Work to be completed ::
Retype the passage below about living with an abuser, word for word, between "Tell me, Outsider; do" and "kicked or punched!", inclusive.

Selected extract ::
::::::::
Do you know what it feels like to have to sneak out of your own house just to spend time with your own mother? To have your mother buy you a cell phone to keep in contact with her and hide it from your abuser? Even with that, have to try and put on a facade in front of her that everything is okay because you do not want her worrying about you? (as if she didn’t know. Mom always knows)  Do you know what it is like to have to lie to the ENTIRE world, when really all you want to do is scream for help? Yet you are in so much fear you somehow manage to paint a smile on your face.

Tell me, Outsider; do you know what it is like to experience all this on a constant basis? 24/7 for however many years, there are no breaks, do you know what good days are like to a victim? Guess what, there are no good days in an abusive relationship; unless you count a good day as not getting choked, slapped, kicked or punched!
::::::::
Data ::

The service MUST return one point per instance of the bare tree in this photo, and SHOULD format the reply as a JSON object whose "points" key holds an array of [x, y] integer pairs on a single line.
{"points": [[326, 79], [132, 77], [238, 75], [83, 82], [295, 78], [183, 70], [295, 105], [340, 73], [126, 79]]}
::::::::
The response ::
Tell me, Outsider; do you know what it is like to experience all this on a constant basis? 24/7 for however many years, there are no breaks, do you know what good days are like to a victim? Guess what, there are no good days in an abusive relationship; unless you count a good day as not getting choked, slapped, kicked or punched!